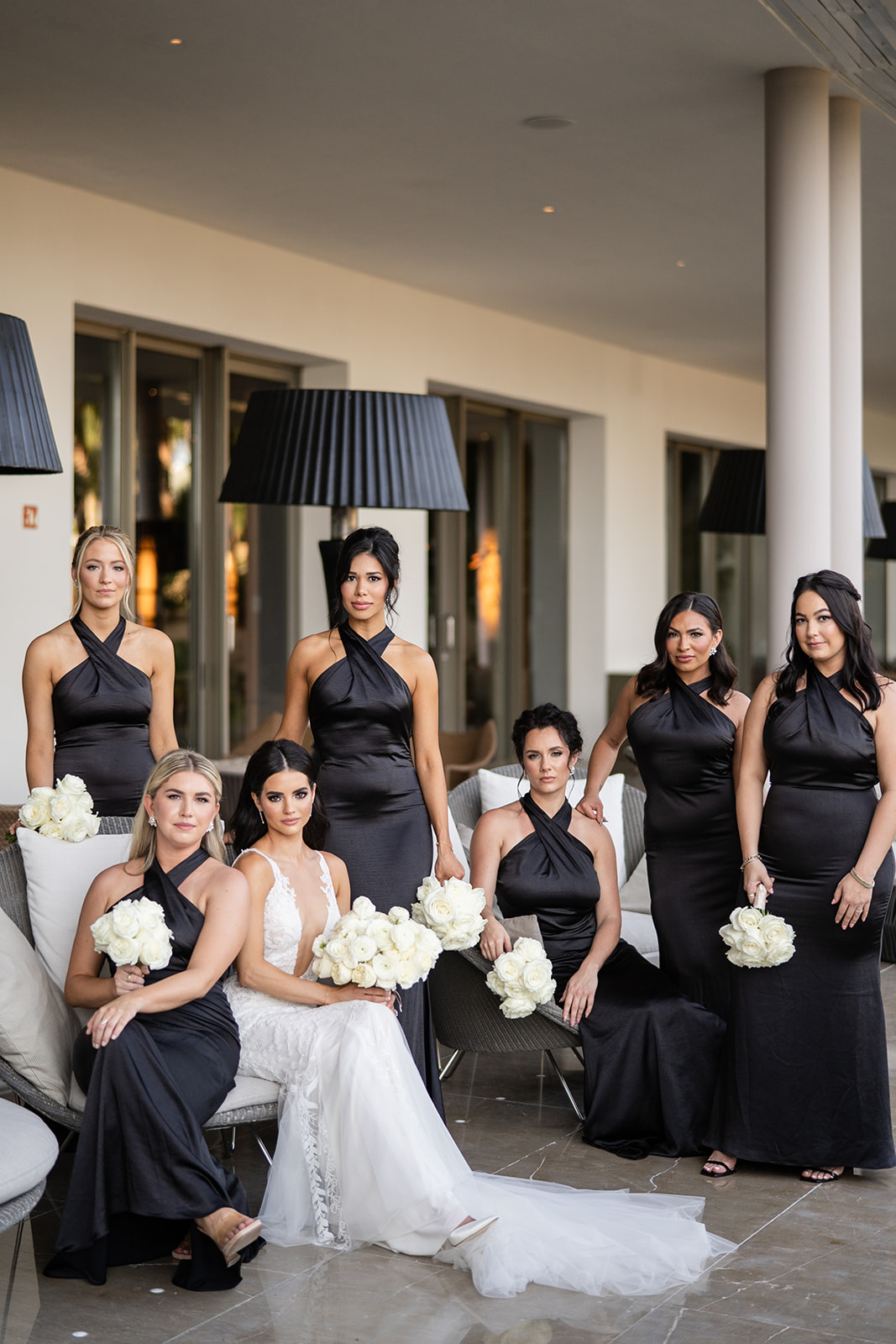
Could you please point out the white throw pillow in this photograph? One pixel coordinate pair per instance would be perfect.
(58, 875)
(496, 790)
(36, 1026)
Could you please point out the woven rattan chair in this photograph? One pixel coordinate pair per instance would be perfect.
(250, 1102)
(465, 1012)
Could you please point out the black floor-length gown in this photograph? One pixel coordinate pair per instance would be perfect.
(805, 1081)
(362, 717)
(143, 1169)
(684, 748)
(101, 718)
(651, 1055)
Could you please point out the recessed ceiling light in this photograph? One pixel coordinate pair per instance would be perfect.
(548, 123)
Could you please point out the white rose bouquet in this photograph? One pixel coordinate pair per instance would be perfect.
(63, 813)
(521, 979)
(134, 933)
(367, 948)
(452, 911)
(755, 938)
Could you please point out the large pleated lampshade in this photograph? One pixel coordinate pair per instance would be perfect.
(27, 447)
(345, 449)
(736, 497)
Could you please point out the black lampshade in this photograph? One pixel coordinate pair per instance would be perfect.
(27, 447)
(884, 549)
(736, 497)
(349, 449)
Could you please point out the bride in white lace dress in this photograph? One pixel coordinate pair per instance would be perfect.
(362, 1155)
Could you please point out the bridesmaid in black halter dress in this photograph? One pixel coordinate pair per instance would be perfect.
(651, 1054)
(684, 723)
(101, 685)
(369, 696)
(160, 1054)
(806, 1081)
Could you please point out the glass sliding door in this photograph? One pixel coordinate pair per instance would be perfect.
(497, 575)
(97, 430)
(167, 405)
(257, 568)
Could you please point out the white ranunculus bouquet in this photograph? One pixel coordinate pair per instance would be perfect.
(369, 948)
(521, 979)
(134, 933)
(62, 813)
(453, 911)
(755, 938)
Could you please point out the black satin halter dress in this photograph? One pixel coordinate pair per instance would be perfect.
(143, 1169)
(101, 718)
(651, 1055)
(805, 1081)
(684, 748)
(362, 717)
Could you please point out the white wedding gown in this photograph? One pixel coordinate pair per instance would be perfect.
(363, 1156)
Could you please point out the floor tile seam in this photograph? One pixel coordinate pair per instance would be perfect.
(802, 1330)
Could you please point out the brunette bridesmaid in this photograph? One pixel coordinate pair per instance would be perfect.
(684, 722)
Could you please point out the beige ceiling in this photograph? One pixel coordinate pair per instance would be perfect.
(387, 136)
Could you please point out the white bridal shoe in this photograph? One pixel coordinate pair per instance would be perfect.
(466, 1231)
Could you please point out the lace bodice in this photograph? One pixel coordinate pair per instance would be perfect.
(282, 920)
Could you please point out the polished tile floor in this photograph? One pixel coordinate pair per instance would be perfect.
(815, 1265)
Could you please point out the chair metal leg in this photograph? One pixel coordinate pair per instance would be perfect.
(564, 1085)
(261, 1144)
(452, 1065)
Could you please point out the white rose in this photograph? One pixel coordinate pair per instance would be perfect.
(537, 976)
(427, 886)
(380, 931)
(125, 920)
(60, 806)
(405, 937)
(76, 828)
(155, 952)
(510, 968)
(364, 976)
(34, 813)
(123, 952)
(439, 909)
(362, 948)
(322, 967)
(385, 969)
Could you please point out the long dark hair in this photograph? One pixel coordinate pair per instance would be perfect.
(862, 667)
(547, 717)
(383, 548)
(653, 678)
(270, 759)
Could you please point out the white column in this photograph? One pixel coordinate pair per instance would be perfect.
(846, 541)
(797, 336)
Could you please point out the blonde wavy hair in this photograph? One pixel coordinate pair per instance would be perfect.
(105, 533)
(143, 837)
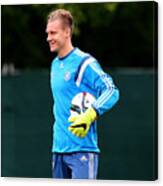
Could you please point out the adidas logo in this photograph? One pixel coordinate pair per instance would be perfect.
(83, 158)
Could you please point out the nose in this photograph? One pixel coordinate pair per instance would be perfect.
(48, 38)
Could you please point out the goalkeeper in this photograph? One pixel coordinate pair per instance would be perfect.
(75, 148)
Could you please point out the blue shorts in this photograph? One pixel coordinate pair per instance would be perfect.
(78, 165)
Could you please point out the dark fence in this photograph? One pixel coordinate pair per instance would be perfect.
(127, 133)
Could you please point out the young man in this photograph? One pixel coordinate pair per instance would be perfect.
(82, 92)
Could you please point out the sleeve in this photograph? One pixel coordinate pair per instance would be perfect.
(92, 75)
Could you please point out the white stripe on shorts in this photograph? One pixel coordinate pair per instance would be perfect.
(91, 166)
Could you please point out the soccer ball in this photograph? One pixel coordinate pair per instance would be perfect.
(81, 102)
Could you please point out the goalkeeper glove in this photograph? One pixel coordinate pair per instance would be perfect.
(81, 123)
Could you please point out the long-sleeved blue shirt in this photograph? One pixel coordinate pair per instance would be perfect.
(72, 75)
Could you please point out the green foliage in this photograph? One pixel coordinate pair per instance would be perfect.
(118, 34)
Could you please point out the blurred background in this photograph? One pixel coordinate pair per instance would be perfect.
(123, 37)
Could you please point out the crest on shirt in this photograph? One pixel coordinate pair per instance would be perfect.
(67, 76)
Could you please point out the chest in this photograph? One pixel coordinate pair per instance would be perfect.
(63, 75)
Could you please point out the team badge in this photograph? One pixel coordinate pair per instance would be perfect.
(67, 76)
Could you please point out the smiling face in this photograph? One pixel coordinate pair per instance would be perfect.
(57, 35)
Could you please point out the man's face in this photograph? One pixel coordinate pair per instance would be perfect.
(57, 35)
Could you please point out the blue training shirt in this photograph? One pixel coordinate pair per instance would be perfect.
(75, 73)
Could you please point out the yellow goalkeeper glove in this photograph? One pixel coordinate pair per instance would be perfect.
(81, 123)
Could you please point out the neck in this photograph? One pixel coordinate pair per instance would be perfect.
(65, 50)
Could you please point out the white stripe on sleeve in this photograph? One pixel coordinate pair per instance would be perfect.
(84, 65)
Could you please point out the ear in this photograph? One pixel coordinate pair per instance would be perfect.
(68, 32)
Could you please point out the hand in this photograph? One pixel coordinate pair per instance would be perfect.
(82, 122)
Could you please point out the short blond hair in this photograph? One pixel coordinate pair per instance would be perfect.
(63, 15)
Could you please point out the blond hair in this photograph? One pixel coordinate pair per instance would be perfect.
(63, 15)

> TO BE DONE
Rewrite the stretch of data from the line containing "Could you please point out the hand" through the last line, keeping every request, and shift each coordinate in the answers by adding 67 to both of its numbers.

> WRITTEN ANSWER
Could you please point out the hand in this photograph? One pixel coordinate pair per instance would be perfect.
(149, 189)
Could you please point out the short blond hair in this photograph? One pixel coordinate pair per instance would be perfect.
(130, 82)
Could you please point out the blond hair in this photograph? One pixel coordinate pair per instance would be perfect.
(130, 82)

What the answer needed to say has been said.